### Приведённый текст
§ §

Отстал от общества

Писатель Дмитрий Ольшанский — о полном отсутствии гражданской позиции.

Дмитрий Ольшанский. Фото из личного архива

Общество кричит. Обществу больно – и слова для выражения боли своей оно выбирает самые громкие.

Новый Гитлер явился. Неправда, не Гитлер, а Сталин. Не Сталин, а Пиночет. Какая разница, кто, главное – нас ждет ГУЛаг. Возрождение Советского Союза. Орда. Диктатура. Обыкновенный фашизм. Православный Иран. Хунта. Северная Корея. Уехать как можно скорее. Нет, не уехать – остаться, сидеть, как завещал классик, под абажуром и ждать, пока за нами придут. А за нами придут. Хунвейбины, чекисты, фанатики, мракобесы, невозможно дышать с ними одним воздухом, отмечать с ними одни праздники, радоваться победам каких-то спортивных команд – ими, иудами, нанятых. Стыдно и невыносимо. Стыдно даже не за них – на них давно наплевать – нет, мне стыдно за всех нас, ведь все мы каким-то образом соучаствуем, берем деньги, жмем руки, понимающе улыбаемся тем, кого по-хорошему следовало бы судить Нюрнбергским трибуналом. Да, я все знаю про милосердие, но, мне кажется, бывают случаи…

И снова про Сталина, ненаглядного. И снова про Гитлера, незабвенного.

Но есть в этом крике, в этом умении бесконечно держать самую высокую ноту гражданского пафоса – какая-то тихая ложь. Ложь затейливая, потому что перемешана с правдой – ведь каждый кричащий действительно может огласить список трагедий и просто неприятностей, как-то связанных с властью, с казенной Россией, - и на каждый такой сюжет (украли, выкинули из собственного дома, оправдали, когда должны были осудить, осудили, когда должны были оправдать, что-то бесстыдное и лихое тайком подписали, и снова украли) возразить нечего. Мерзость, и только. Правильно кричит общество.

Но ложь все-таки есть.

Дело в том, что единственным точным аналогом, верной метафорой власти, над нами опасно висящей, вообще нынешнего русского государства – является вовсе не Сталин, незабвенный, да и не Гитлер, ненаглядный, и уж точно не вся эта каша из тоталитарно-концлагерно-большевистско-православно-иранско-китайского топора.

§ §

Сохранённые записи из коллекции

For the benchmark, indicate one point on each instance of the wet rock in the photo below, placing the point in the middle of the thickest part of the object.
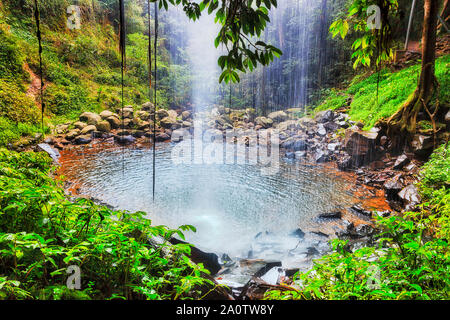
(330, 215)
(300, 155)
(209, 260)
(324, 116)
(311, 251)
(264, 122)
(298, 233)
(72, 134)
(148, 106)
(103, 126)
(321, 156)
(360, 145)
(127, 112)
(410, 195)
(401, 162)
(114, 122)
(53, 153)
(278, 116)
(321, 130)
(124, 140)
(105, 114)
(90, 118)
(161, 137)
(80, 125)
(161, 113)
(83, 139)
(392, 187)
(359, 210)
(422, 145)
(168, 122)
(185, 115)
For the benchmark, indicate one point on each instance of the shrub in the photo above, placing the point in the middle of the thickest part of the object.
(16, 105)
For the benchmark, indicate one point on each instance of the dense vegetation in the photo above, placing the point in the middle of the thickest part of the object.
(42, 234)
(411, 258)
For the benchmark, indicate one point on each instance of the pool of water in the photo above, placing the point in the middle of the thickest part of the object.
(228, 204)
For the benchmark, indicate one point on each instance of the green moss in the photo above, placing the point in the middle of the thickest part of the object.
(394, 90)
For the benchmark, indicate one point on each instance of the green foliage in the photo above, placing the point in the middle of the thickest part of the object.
(42, 233)
(411, 259)
(374, 44)
(16, 105)
(394, 90)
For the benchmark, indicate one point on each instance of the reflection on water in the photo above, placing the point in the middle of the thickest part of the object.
(228, 204)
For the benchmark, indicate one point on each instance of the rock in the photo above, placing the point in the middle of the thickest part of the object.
(410, 195)
(161, 137)
(264, 122)
(148, 106)
(88, 129)
(330, 215)
(168, 122)
(80, 125)
(392, 187)
(300, 154)
(298, 233)
(360, 145)
(124, 139)
(53, 153)
(127, 112)
(185, 115)
(358, 210)
(114, 122)
(83, 139)
(142, 115)
(321, 156)
(103, 126)
(209, 260)
(105, 114)
(324, 116)
(311, 251)
(162, 113)
(90, 118)
(278, 116)
(401, 162)
(422, 145)
(321, 130)
(331, 126)
(72, 134)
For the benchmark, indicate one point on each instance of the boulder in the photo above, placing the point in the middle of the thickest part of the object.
(148, 106)
(422, 145)
(410, 195)
(83, 139)
(72, 134)
(90, 118)
(88, 129)
(80, 125)
(360, 145)
(105, 114)
(185, 115)
(124, 139)
(330, 215)
(103, 126)
(278, 116)
(401, 162)
(324, 116)
(264, 122)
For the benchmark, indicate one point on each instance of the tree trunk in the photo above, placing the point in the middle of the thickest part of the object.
(403, 122)
(322, 42)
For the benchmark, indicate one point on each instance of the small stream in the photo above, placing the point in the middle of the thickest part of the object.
(236, 209)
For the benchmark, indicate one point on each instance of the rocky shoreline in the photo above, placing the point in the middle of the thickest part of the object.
(328, 137)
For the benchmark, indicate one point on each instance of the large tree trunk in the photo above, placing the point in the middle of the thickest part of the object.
(403, 123)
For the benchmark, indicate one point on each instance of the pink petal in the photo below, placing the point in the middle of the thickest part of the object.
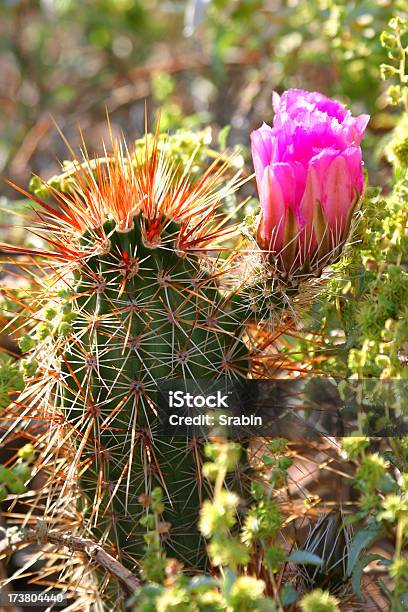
(337, 195)
(273, 209)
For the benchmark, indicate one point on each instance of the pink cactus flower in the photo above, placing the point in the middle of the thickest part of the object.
(308, 169)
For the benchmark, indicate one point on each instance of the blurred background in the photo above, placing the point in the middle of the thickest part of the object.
(202, 62)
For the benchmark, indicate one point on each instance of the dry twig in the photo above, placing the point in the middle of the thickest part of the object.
(16, 539)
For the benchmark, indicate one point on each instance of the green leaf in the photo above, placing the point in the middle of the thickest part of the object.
(202, 583)
(305, 557)
(289, 595)
(363, 539)
(358, 569)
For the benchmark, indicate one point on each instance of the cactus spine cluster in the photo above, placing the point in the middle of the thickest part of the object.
(137, 290)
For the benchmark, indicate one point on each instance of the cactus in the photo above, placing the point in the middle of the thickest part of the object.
(137, 290)
(146, 278)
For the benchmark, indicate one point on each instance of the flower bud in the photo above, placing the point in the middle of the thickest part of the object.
(308, 169)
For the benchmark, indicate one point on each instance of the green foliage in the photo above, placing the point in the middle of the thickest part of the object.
(11, 380)
(319, 601)
(14, 479)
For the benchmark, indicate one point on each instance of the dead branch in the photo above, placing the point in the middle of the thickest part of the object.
(40, 535)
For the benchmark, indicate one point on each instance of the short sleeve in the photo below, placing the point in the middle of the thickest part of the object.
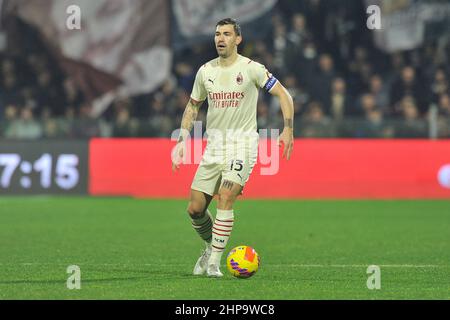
(262, 77)
(198, 91)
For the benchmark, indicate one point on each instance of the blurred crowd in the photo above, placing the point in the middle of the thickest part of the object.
(324, 55)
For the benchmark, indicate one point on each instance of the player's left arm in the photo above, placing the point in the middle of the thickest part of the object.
(287, 108)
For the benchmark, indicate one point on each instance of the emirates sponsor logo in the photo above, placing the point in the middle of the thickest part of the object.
(226, 99)
(239, 79)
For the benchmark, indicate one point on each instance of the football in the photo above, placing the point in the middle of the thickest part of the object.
(243, 262)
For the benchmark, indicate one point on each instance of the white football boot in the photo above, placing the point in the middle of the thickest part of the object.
(202, 262)
(213, 271)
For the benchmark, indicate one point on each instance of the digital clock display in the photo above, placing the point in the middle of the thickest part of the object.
(43, 167)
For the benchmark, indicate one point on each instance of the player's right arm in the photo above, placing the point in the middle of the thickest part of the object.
(198, 95)
(187, 122)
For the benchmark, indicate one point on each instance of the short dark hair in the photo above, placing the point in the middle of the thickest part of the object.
(233, 22)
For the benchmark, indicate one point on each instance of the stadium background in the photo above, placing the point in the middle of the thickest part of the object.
(91, 112)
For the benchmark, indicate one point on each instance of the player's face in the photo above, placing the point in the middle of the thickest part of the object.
(226, 40)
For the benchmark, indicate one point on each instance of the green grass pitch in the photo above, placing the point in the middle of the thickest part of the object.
(146, 249)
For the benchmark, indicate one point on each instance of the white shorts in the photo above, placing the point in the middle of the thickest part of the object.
(233, 163)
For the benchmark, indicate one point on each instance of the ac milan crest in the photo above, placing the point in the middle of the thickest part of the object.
(239, 79)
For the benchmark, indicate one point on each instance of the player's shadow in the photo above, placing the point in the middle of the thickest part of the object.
(142, 274)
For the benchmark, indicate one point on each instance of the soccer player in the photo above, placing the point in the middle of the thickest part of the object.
(230, 83)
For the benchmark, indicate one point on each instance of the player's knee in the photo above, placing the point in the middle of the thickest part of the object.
(196, 209)
(226, 197)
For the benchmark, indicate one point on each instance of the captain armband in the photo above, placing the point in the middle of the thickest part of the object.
(270, 83)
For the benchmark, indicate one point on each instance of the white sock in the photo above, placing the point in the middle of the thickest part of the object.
(223, 225)
(203, 226)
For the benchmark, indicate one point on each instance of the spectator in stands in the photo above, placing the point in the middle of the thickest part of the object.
(341, 105)
(85, 126)
(409, 85)
(315, 123)
(321, 81)
(444, 105)
(440, 85)
(124, 125)
(25, 127)
(380, 92)
(412, 125)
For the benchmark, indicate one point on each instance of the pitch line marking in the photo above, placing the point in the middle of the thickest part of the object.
(270, 265)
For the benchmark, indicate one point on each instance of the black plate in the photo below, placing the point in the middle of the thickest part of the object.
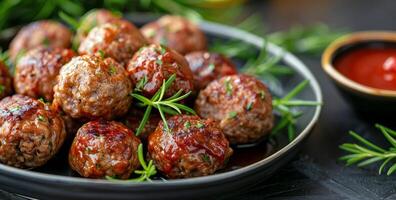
(249, 166)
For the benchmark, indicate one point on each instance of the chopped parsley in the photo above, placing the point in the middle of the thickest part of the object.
(113, 70)
(228, 87)
(101, 53)
(211, 67)
(158, 61)
(16, 108)
(232, 114)
(249, 106)
(262, 94)
(140, 85)
(199, 125)
(41, 118)
(2, 88)
(205, 158)
(187, 124)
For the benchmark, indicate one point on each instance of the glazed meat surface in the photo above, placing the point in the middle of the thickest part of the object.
(177, 33)
(92, 87)
(30, 133)
(104, 148)
(5, 81)
(192, 147)
(153, 64)
(241, 104)
(37, 70)
(119, 40)
(135, 116)
(208, 66)
(41, 33)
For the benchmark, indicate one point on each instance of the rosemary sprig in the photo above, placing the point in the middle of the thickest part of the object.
(164, 106)
(288, 117)
(148, 171)
(367, 153)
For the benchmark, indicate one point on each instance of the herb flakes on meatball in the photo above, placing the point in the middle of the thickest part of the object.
(37, 70)
(177, 33)
(241, 104)
(208, 66)
(192, 147)
(41, 33)
(118, 39)
(104, 148)
(30, 133)
(153, 64)
(91, 87)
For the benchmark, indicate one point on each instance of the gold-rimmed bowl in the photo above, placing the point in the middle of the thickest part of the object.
(362, 97)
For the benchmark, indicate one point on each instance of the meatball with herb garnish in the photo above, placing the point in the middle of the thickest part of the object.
(177, 33)
(41, 33)
(208, 67)
(153, 64)
(134, 117)
(5, 81)
(104, 148)
(91, 87)
(92, 19)
(30, 133)
(37, 70)
(191, 147)
(118, 39)
(241, 104)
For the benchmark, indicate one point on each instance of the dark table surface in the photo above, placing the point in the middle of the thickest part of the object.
(315, 173)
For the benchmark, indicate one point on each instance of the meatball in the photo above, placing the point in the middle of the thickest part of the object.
(177, 33)
(5, 81)
(91, 87)
(41, 33)
(92, 19)
(118, 40)
(104, 148)
(153, 64)
(241, 104)
(134, 117)
(192, 147)
(36, 71)
(208, 67)
(30, 133)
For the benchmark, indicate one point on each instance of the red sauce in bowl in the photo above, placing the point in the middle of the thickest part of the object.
(371, 66)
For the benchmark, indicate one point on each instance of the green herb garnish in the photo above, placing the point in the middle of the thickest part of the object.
(169, 105)
(367, 153)
(141, 83)
(148, 171)
(288, 117)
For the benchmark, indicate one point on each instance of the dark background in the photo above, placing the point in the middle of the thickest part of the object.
(315, 173)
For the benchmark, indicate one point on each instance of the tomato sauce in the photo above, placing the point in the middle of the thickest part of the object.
(371, 66)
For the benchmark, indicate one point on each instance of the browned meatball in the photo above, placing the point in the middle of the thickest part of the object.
(103, 148)
(153, 64)
(36, 71)
(241, 104)
(192, 147)
(177, 33)
(134, 117)
(208, 67)
(118, 40)
(92, 19)
(41, 33)
(30, 133)
(5, 81)
(91, 87)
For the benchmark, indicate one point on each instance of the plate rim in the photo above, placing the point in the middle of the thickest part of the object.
(219, 30)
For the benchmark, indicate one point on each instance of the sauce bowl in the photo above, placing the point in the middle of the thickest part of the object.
(361, 97)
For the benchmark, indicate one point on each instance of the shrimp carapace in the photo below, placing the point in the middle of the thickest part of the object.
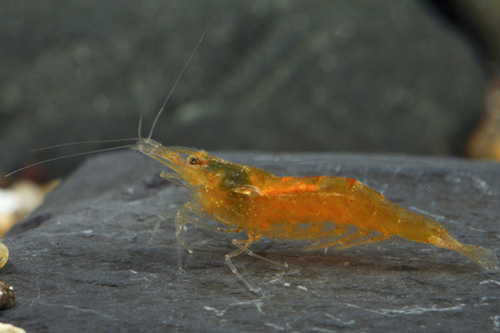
(325, 211)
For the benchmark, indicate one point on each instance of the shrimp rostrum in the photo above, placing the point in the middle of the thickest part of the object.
(328, 212)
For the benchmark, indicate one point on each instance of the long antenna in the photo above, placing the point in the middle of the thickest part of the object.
(67, 156)
(178, 78)
(139, 126)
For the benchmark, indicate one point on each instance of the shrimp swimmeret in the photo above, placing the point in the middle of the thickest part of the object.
(322, 210)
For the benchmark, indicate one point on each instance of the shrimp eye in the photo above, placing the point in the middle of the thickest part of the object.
(193, 160)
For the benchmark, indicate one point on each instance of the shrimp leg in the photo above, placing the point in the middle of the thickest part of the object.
(243, 246)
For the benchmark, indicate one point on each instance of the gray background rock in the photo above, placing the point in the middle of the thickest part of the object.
(380, 76)
(85, 260)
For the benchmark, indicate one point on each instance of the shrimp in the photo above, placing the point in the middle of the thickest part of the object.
(330, 212)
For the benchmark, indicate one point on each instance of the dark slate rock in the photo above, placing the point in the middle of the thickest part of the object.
(85, 259)
(385, 76)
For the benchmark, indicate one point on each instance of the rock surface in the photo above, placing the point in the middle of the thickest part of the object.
(85, 258)
(385, 76)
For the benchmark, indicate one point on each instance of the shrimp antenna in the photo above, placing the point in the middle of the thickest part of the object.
(67, 156)
(81, 143)
(139, 126)
(178, 79)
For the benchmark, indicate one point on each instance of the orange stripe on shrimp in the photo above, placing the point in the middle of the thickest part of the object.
(321, 210)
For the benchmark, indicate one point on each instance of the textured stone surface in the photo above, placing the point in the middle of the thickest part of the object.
(85, 258)
(283, 75)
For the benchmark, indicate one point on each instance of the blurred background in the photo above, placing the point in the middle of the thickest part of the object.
(372, 76)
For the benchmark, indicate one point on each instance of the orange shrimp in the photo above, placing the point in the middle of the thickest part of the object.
(324, 210)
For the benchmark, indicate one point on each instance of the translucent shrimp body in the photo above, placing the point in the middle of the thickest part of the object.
(326, 211)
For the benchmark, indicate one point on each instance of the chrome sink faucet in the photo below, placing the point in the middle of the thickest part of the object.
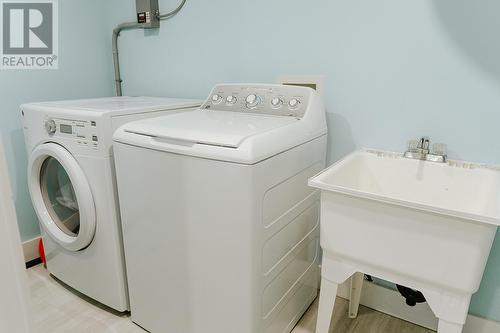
(420, 150)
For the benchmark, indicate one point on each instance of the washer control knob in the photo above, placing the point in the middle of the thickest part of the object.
(50, 127)
(252, 100)
(294, 103)
(276, 102)
(231, 100)
(216, 99)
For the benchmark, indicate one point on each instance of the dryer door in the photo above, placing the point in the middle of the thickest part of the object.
(61, 196)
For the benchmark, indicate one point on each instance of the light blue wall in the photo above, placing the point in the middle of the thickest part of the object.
(83, 72)
(394, 70)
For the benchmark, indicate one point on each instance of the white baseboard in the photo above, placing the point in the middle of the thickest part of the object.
(391, 302)
(30, 249)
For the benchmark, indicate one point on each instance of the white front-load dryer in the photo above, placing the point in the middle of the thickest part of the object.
(71, 178)
(217, 200)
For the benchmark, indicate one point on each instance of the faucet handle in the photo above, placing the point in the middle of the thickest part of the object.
(439, 149)
(424, 143)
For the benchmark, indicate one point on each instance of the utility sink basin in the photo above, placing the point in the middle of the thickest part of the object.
(425, 225)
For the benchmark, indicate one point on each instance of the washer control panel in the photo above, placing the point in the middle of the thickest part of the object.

§ §

### Указания
1 > Найдите в листинге все строки со словом «water» и перепишите их.
2 > Пожалуйста, продолжите колонку о кричащем обществе с места, на котором она обрывается.
Колонка и листинг — два самостоятельных материала, между собой не связанных.

### Ответы по заданиям
1 >
For the benchmark, indicate one point on each instance of the pool of water in the photo above, placing the point in the middle of the thickest part of the object.
For the benchmark, indicate one point on each instance of the reflection on water in the photo above, placing the point in the middle of the thickest part of the object.

2 >
Власть, какой мы ее видим в России в начале двадцать первого века, - это сама жизнь в ее тягостном, некрасивом, муторном безобразии.

Третьего дня я сидел в большом драном кресле – прямо на берегу реки, на вершине холма, в городе, скажем, Белеве. Впереди – и до самого горизонта – была только оглушительная, неправдоподобная красота: поля, знаете ли, берега, дали, рашн традишн, наше все Исаак Ильич Левитан. Но черт дернул меня оглянуться.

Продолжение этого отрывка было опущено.